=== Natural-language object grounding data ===
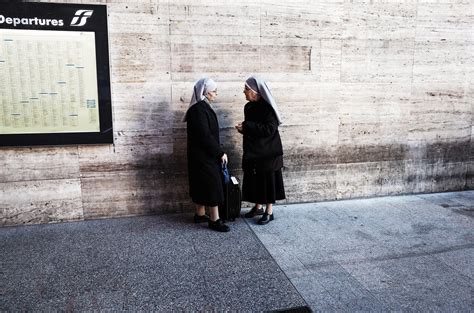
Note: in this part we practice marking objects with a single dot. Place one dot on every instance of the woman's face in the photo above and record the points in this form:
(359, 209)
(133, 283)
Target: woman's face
(211, 95)
(251, 95)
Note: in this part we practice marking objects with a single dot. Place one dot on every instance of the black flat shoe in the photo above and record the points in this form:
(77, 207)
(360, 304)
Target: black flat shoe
(201, 218)
(218, 226)
(254, 212)
(265, 219)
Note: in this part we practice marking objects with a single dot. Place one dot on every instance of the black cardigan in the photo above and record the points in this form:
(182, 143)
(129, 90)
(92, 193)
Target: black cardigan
(260, 129)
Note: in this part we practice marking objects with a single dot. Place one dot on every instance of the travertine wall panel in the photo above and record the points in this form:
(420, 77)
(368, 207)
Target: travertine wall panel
(40, 201)
(376, 99)
(29, 164)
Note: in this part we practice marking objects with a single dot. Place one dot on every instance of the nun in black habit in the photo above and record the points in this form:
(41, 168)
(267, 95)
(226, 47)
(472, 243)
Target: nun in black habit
(205, 155)
(262, 159)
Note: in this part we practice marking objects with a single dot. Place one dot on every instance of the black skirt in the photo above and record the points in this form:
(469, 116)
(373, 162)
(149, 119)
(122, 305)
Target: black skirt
(262, 187)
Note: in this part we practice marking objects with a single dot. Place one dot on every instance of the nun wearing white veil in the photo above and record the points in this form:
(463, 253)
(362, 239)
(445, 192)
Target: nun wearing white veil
(205, 155)
(262, 158)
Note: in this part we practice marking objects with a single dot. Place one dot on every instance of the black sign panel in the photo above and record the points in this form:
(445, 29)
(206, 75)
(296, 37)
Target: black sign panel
(54, 74)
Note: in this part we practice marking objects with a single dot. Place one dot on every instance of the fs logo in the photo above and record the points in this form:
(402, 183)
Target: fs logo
(80, 18)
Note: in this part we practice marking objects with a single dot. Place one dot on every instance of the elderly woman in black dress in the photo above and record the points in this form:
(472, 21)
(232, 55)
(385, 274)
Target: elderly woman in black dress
(262, 159)
(205, 155)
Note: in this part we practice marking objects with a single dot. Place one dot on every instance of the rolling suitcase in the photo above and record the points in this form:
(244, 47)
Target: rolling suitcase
(230, 209)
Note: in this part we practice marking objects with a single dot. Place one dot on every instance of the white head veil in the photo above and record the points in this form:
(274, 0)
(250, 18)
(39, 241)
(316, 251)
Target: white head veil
(201, 88)
(259, 86)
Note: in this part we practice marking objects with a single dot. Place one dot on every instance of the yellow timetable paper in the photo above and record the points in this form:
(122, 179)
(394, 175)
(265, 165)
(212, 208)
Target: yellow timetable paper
(48, 82)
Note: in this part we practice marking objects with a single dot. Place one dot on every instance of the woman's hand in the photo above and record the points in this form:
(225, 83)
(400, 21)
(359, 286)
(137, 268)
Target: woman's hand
(239, 127)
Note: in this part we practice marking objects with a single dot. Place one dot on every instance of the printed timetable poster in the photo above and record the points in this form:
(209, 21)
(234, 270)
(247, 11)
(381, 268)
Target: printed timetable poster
(54, 75)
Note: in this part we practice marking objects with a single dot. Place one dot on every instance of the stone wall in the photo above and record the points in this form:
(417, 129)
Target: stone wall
(376, 99)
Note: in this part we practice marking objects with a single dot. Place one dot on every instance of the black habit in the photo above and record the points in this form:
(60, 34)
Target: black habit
(204, 155)
(262, 159)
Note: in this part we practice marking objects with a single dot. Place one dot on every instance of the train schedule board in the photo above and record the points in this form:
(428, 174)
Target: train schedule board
(54, 75)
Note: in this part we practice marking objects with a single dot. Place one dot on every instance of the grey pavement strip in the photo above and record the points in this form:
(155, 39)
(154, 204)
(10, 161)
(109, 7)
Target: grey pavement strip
(151, 263)
(406, 253)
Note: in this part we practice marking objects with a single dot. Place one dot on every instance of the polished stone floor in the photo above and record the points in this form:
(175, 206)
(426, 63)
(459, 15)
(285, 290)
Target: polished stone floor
(407, 253)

=== TASK ===
The output must be every line of the records, printed exactly, with the pictures omitted.

=== RESPONSE AREA ===
Note: in this part we practice marking objects with a single dot. Place one dot on every instance of the woman's face in the photo above and record the points in this form:
(359, 209)
(133, 283)
Target: woman's face
(211, 95)
(251, 95)
Note: in this part we practice marking objects with a single dot. Place one dot on every instance of the black flat shoe in the photo above and record the points in this form:
(77, 207)
(360, 304)
Target: black flat shoe
(201, 218)
(218, 226)
(254, 212)
(265, 219)
Note: in this part we practice marking objects with a single dot. Place one dot on every instance of the black cardigan in the photo above and record the points in this form:
(182, 143)
(129, 90)
(92, 193)
Target: black cardigan
(260, 129)
Note: in this part we practice marking objects with a single dot. Place one dot on every instance of the travertine wall panel in the photo above and record the points in this form:
(420, 77)
(368, 207)
Target: travertine wall panel
(40, 201)
(376, 99)
(29, 164)
Note: in this part we practice marking objects with a single dot. Place one dot on every instance of the nun in black habit in the photo above and record the points in this form:
(41, 168)
(267, 95)
(226, 47)
(472, 243)
Target: nun in black habit
(205, 155)
(262, 159)
Note: in this part we practice marking objects with a single dot. Place one dot on every instance of the black skirt in the photo above and record the points in this form:
(469, 116)
(373, 162)
(149, 119)
(122, 305)
Target: black skirt
(262, 187)
Note: in this part we practice marking objects with a single dot. Place one dot on every instance of the nun wearing white veil in the photo above and record the points in this form:
(463, 253)
(362, 239)
(445, 192)
Target: nun wearing white veil
(205, 155)
(262, 158)
Note: in this part we practice marking objects with a single dot. Place one dot on every instance of the black sign panel in the photo above and record the points in this form:
(445, 29)
(206, 75)
(296, 37)
Target: black sign panel
(54, 74)
Note: in this part we practice marking objects with a single dot. Place one dot on every instance of the fs logo in the photo above and record the points in this form:
(402, 183)
Target: fs logo
(80, 18)
Note: in this part we practice marking objects with a single dot. Place one dot on every instance of the elderly woman in black dress in the photo above and record the points in this form:
(472, 21)
(232, 55)
(385, 274)
Target: elderly woman in black dress
(262, 159)
(205, 155)
Note: in this part we practice marking objects with a single dot. Place one dot on every instance of the rolling suitcase in the photo above and record the points in this form:
(244, 47)
Target: rolling suitcase
(230, 209)
Note: in this part we practice marking objects with a single dot. Place one dot on every instance of the white head veil in the photo above and record the points in this form:
(274, 0)
(250, 18)
(39, 241)
(316, 251)
Target: white head veil
(201, 88)
(259, 86)
Note: in this part we practice marking objects with a single dot. Place one dot on every instance of the yellow timetable paper in the photo above and record the points in this form:
(122, 179)
(394, 175)
(265, 165)
(212, 208)
Target: yellow timetable paper
(48, 82)
Note: in this part we practice marking objects with a single dot. Place one dot on every instance of the woman's hand in the photo above and record the points in this form:
(225, 83)
(400, 21)
(359, 286)
(137, 268)
Target: woman's hand
(239, 127)
Note: in this part we practice marking objects with a single dot. Place one dot on every instance of the printed timetable poster in the photo above and record the points in this form:
(209, 21)
(234, 270)
(247, 11)
(381, 268)
Target: printed timetable poster
(54, 75)
Note: in this part we practice marking objects with a single dot. Place one dot on every instance of the stone wall in the photo above and record the points in this form:
(417, 129)
Target: stone wall
(376, 99)
Note: in this part we practice marking objects with a single dot. Place one dot on every instance of the black habit in the photo above and record the points in this form:
(60, 34)
Target: black habit
(204, 155)
(262, 159)
Note: in this part we practice marking objects with a single dot. Place one dot on every instance of the train schedule board in the photo above and record the points in this form:
(428, 174)
Target: train schedule board
(54, 75)
Note: in this part we practice marking objects with a single dot. Place one dot on every instance of the grey pavement strip in the photo above and record the points in this form:
(155, 39)
(154, 204)
(10, 161)
(109, 7)
Target: grey pavement strip
(151, 263)
(406, 253)
Note: in this part we practice marking objects with a single dot. Place one dot on every instance of the polished stone floor in the photo above and record the points in this form:
(175, 206)
(426, 63)
(459, 15)
(285, 290)
Target: polished stone floor
(407, 253)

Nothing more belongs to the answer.